I have to wonder if this person is actually writing something. One of my few talents is being able to pick things up with my toes, but I don’t think I could write something down with my toes. I could easily pick up a pencil with my toes, sure, but actually making letters would be impossible.
I could train myself to write with my toes—I guess. Why would I want to, though? It would take forever. Besides, I frequently go days without writing anything down on paper. I typically just make notes on my computer and email them to myself.
I know for a fact I can’t type with my toes. I was really bored one day and thought I’d give it a shot. I actually managed to type out a few words, but it took over 15 minutes. That little attempt was not the best use of my time. I can’t begin to express how bored I was. There was absolutely nothing on television worth watching.
6. The Woman and the Sword
My first thought was that this woman is too old to be carrying an enormous sword. I got worried.
After a bit of consideration, I realized I was discriminating against her due to her age. She’s probably only a few years older than my mom, and I support my mother’s right to carry around an enormous blade—if she wants to do that for some reason. She has back problems, so I hope she doesn’t, but her decisions are her own. I also have back problems, so I shouldn’t carry around an enormous sword either.
My mom never learned to fence or anything like that, but I have to admire her for learning to play video games in her 30s. She actually really likes “Mario Kart” and has her own 3DS. She also really likes “Animal Crossing”. She loves the “Zelda” games. This sword reminds me of a “Zelda” sword. I watched her finish the original “Zelda” when I was a kid; I helped her do it by shouting advice at her, and it was one of the proudest moments of my life.
I am kind of ashamed to admit that my mom has beaten me at “Mario Kart” dozens of times. I should probably be proud, but it is just so embarrassing to admit you have lost at a video game to the woman who birthed you. She was also surprisingly good at “Goldeneye”. It gets worse when your dad makes fun of you for losing to your mom, which my dad definitely did. He had no right to do so, however, as he is awful at video games. He is good at chemistry, though, and I almost flunked it in high school—I probably shouldn’t be too hard on him.
7. The Girl and the Door
I just can’t understand why she is doing this. For what, precisely, is she practicing? I suppose there are certain jobs that require young women to hang upside down for a little bit, but the one specific job I’m thinking of doesn’t involve refrigerator doors. It might involve refrigerators in certain venues, I guess; if that’s the case, though, I really don’t need to know more.
This is an impressive feat. Frankly, though, I’m surprised the door can hold her up in such a fashion. I always thought refrigerators were pretty flimsy as far as appliances go. A guy I knew in college once broke a refrigerator door by opening it too quickly and with just a little too much force. It wasn’t his apartment, either; it turned into a messy scene in more ways than one.
I hope she didn’t fall and hurt herself. That would be upsetting.
8. The Lizard and the Laptop
So apparently you can bring a pet lizard to class now. Life is so unfair. When I was in college, I couldn’t bring my dog to class; I would have, too, because the girls would have loved him. I would bring my current dog to my favorite watering hole now, but my bartender friend has assured me I’m not allowed to do so. I wonder if I could bring a lizard!
These days, when I think of lizards, I think of the American soap opera “General Hospital”. There is a character on the show who has a pet lizard. It is something of a “therapy lizard” for him. I would argue that the show is getting sort of out there lately, but it always has been. This is the soap where there was a storyline about an “Ice Princess”. There was also, at one point, an alien who interacted with a little girl who would eventually grow up to become a brilliant doctor. Her mother was—and is—a spy. It is such a strange show. It is hard to believe it has been on the air for over 50 years.

| Collected data |

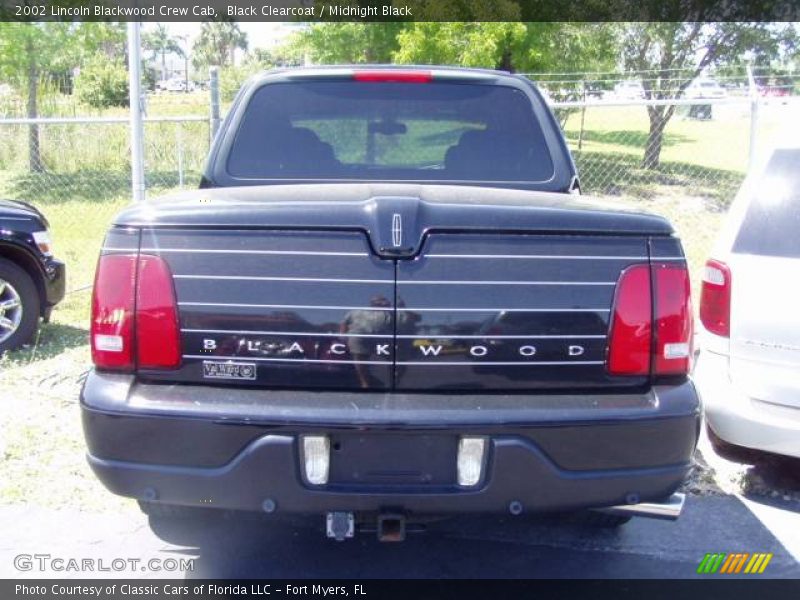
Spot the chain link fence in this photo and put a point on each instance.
(78, 171)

| Work to be completed |
Please give the video game that, according to the passage, the writer's mom has won against the writer dozens of times.

| Reply to the exercise |
"Mario Kart"